### DOCUMENT SECTION
* * * * * * * * *

I spent last night huddled in bed with an ice pack around my neck, trying to be mindful of the sensation of the cold on warm skin. It wasn’t working.

The anxiety took a sledgehammer to walls of self-care, diligence, and resilience. It’s not hard to be homebound for a week, two weeks, or even a month; but the better part of nine months? It’s a covert, quiet kind of hard. And it will be hard to explain to successive generations why, exactly.

A bit of Christmas cheer at Camosun’s lonely Lansdowne campus (photo by Greg Pratt/Nexus).

After an appointment with my family doctor last December, we got to chatting about this new virus. He said that if we were lucky—really lucky—we might be starting to get doses of a vaccine by the end of the year.

We got lucky: a woman in the UK just got the first vaccine today. We’re lucky to breathe where we breathe, and, if you’re anything like me, occasionally lose hope where we lose hope.

We’ve had hard holidays before; it’s the hardest time of year for many people. And we’ll have hard holidays again. But it’s just one year; one holiday season, one tough time. In the end, we’ll have a hard time remembering some of the specifics because the last nine months have, in our minds, been more or less all part of the same blurry clump of weirdness.

* * * * * * * * *

### SOURCE DATA

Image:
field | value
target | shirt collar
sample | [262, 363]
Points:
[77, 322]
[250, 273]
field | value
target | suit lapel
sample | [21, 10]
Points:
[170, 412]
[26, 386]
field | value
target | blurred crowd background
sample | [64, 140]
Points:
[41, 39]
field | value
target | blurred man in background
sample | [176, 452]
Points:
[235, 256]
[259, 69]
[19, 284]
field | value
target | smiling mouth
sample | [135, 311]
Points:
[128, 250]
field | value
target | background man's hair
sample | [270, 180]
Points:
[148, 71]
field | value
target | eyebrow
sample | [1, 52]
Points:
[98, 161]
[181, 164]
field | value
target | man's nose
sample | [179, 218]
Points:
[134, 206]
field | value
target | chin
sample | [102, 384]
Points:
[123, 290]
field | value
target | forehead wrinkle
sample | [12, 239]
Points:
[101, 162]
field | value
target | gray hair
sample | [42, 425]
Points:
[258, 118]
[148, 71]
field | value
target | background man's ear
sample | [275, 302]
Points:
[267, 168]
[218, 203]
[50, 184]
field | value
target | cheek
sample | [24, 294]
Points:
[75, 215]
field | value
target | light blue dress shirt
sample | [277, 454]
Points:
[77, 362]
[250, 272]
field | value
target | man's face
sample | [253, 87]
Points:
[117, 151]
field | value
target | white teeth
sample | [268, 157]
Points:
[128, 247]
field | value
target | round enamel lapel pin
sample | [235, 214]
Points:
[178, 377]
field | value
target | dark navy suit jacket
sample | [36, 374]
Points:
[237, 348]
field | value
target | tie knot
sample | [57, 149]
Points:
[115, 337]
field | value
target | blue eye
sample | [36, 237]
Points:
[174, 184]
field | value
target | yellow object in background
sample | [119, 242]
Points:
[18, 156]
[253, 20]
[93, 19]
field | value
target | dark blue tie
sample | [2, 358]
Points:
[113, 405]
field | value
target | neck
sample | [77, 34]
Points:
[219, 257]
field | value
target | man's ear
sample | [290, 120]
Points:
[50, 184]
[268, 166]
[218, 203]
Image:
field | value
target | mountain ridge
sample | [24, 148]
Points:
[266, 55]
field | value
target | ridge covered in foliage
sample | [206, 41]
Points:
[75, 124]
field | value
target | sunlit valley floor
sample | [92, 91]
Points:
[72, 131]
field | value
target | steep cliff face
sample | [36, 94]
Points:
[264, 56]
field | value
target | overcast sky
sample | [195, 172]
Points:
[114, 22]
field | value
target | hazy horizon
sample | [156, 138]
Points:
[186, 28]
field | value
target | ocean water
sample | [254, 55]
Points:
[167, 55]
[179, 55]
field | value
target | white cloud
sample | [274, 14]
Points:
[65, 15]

* * * * * * * * *

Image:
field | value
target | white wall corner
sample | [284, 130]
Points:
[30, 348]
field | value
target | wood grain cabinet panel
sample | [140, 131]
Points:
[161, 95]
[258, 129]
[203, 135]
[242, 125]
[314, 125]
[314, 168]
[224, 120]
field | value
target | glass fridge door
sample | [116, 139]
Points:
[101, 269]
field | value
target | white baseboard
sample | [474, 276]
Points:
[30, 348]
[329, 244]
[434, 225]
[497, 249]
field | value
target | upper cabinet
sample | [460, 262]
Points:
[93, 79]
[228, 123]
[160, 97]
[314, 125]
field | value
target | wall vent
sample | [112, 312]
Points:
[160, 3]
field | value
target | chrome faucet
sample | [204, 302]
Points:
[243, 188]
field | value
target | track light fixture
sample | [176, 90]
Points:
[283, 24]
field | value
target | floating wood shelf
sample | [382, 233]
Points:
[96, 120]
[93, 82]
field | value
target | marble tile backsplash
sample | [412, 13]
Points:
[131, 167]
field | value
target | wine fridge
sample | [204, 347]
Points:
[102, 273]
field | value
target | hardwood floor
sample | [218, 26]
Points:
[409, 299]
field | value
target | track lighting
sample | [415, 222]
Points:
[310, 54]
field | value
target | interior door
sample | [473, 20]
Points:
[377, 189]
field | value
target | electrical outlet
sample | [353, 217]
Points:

* * * * * * * * *

### EXERCISES TO COMPLETE
1. In the pandemic essay, what did the family doctor say about a vaccine last December?
2. According to the pandemic essay, why will people have a hard time remembering the specifics of this period?
The material has no connection to the pandemic essay.

### SOLUTIONS TO THE TASKS
1. He said that if we were really lucky, we might start getting vaccine doses by the end of the year.

2. In our minds, the last nine months have been more or less one blurry clump of weirdness, so the specifics will be hard to recall.